*** Opening Supplied data ***

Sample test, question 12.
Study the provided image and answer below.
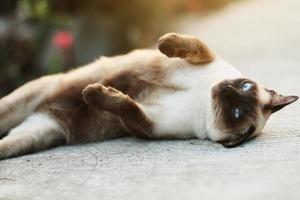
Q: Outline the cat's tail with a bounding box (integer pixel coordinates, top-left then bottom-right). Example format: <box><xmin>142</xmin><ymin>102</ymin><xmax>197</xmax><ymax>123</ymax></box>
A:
<box><xmin>0</xmin><ymin>74</ymin><xmax>62</xmax><ymax>136</ymax></box>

*** Closing Supplied data ***

- Exercise prompt -
Reproduce the records above exactly, but only from the line containing "Study the provided image and answer below." through the last line, both included, and without any pictures.

- Exercise output -
Study the provided image and answer below.
Q: Outline the cat's tail with a bounding box (integer pixel coordinates, top-left then bottom-right). Example format: <box><xmin>142</xmin><ymin>102</ymin><xmax>197</xmax><ymax>123</ymax></box>
A:
<box><xmin>0</xmin><ymin>74</ymin><xmax>62</xmax><ymax>136</ymax></box>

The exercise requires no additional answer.